=== Records for the task ===

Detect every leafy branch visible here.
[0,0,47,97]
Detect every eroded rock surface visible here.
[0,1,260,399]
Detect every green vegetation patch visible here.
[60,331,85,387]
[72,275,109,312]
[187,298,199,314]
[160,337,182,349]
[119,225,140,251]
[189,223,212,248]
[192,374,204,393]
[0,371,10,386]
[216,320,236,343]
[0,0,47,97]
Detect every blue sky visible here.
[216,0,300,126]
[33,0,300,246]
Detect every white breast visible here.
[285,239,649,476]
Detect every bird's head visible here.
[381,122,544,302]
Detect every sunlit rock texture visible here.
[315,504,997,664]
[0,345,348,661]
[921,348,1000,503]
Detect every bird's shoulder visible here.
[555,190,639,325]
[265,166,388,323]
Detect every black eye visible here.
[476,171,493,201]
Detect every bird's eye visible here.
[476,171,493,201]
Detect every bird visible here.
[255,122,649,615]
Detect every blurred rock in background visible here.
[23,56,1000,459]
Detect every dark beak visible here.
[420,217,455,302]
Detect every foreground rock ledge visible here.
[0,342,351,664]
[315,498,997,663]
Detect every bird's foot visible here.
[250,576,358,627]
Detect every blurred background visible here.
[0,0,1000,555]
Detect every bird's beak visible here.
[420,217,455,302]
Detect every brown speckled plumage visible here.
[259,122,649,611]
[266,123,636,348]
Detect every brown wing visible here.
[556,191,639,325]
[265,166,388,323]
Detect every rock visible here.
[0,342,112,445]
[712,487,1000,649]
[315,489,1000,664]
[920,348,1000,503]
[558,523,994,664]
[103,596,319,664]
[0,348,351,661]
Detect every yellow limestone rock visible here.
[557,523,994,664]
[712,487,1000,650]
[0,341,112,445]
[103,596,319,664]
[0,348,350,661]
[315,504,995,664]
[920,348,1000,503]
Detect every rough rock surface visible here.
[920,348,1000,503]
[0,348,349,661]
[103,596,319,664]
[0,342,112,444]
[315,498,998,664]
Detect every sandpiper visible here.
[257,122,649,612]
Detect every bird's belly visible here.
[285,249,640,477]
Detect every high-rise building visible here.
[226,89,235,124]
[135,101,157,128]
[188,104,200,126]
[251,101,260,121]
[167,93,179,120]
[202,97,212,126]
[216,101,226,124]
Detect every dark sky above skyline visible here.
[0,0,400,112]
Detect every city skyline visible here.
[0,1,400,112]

===

Problem to work on: Can you lay out the records above as a Markdown table with the columns Row and Record, one line per row, leaving out blank lines?

Output:
| Row | Record |
|---|---|
| 1 | Detect every leafy branch visible here. |
| 2 | [0,0,47,97] |
| 3 | Detect every eroded rock surface visible here. |
| 4 | [0,1,260,399] |
| 5 | Detect every green vegetation patch visible here. |
| 6 | [60,331,85,387] |
| 7 | [72,275,109,312] |
| 8 | [187,298,199,314] |
| 9 | [160,337,182,349] |
| 10 | [119,225,140,251] |
| 11 | [189,223,212,248] |
| 12 | [192,374,204,393] |
| 13 | [0,371,10,386] |
| 14 | [216,320,236,343] |
| 15 | [0,0,47,97] |
| 16 | Detect every blue sky visible here. |
| 17 | [216,0,300,126] |
| 18 | [33,0,300,246] |
| 19 | Detect every white breast visible here. |
| 20 | [285,239,649,476] |
| 21 | Detect every bird's head visible here. |
| 22 | [381,122,544,302] |
| 23 | Detect every sunlit rock texture visible here. |
| 24 | [315,504,997,664] |
| 25 | [0,345,348,661] |
| 26 | [921,348,1000,503] |
| 27 | Detect every bird's shoulder visible here. |
| 28 | [555,190,639,325] |
| 29 | [265,166,388,323] |
| 30 | Detect every black eye visible here. |
| 31 | [476,171,493,201] |
| 32 | Detect every bird's eye visible here. |
| 33 | [476,171,493,201] |
| 34 | Detect every bird visible here. |
| 35 | [255,122,649,615] |
| 36 | Detect every blurred rock in background visible here. |
| 37 | [23,56,1000,459] |
| 38 | Detect every dark beak visible here. |
| 39 | [420,217,455,302] |
| 40 | Detect every foreground rock ledge visible here. |
| 41 | [0,342,351,664] |
| 42 | [315,498,997,663] |
| 43 | Detect every bird's foot visible here. |
| 44 | [250,576,358,627] |
| 45 | Detect every blurred background visible here. |
| 46 | [0,0,1000,555] |
| 47 | Detect every bird's beak visible here. |
| 48 | [420,217,455,302] |
| 49 | Detect every brown speckled plumage visible here. |
| 50 | [259,122,649,611] |
| 51 | [266,123,636,348] |
| 52 | Detect every brown wing visible here. |
| 53 | [556,191,639,325] |
| 54 | [265,166,388,323] |
| 55 | Detect every rock visible here. |
| 56 | [0,342,112,445] |
| 57 | [712,487,1000,649] |
| 58 | [315,489,1000,664] |
| 59 | [920,348,1000,503] |
| 60 | [558,523,994,664] |
| 61 | [103,596,319,664] |
| 62 | [0,348,351,661] |
| 63 | Detect every yellow limestone rock visible here. |
| 64 | [557,523,994,664] |
| 65 | [712,487,1000,650] |
| 66 | [0,341,112,445] |
| 67 | [103,596,319,664] |
| 68 | [0,348,350,661] |
| 69 | [315,504,995,664] |
| 70 | [920,348,1000,503] |
| 71 | Detect every rough rock surface visible here. |
| 72 | [920,348,1000,503] |
| 73 | [0,348,349,661] |
| 74 | [103,596,319,664] |
| 75 | [0,342,112,444] |
| 76 | [315,498,998,664] |
| 77 | Detect every sandpiper visible here. |
| 78 | [257,122,649,612] |
| 79 | Detect every bird's belly visible here. |
| 80 | [285,249,640,477] |
| 81 | Detect every high-rise building visible here. |
| 82 | [226,89,235,124] |
| 83 | [135,101,157,128] |
| 84 | [188,104,200,126] |
| 85 | [251,101,260,121] |
| 86 | [167,93,179,120] |
| 87 | [202,97,212,126] |
| 88 | [216,101,226,124] |
| 89 | Detect every dark sky above skyline visible here. |
| 90 | [0,0,400,112] |
| 91 | Detect every city skyline visible here. |
| 92 | [0,1,400,112] |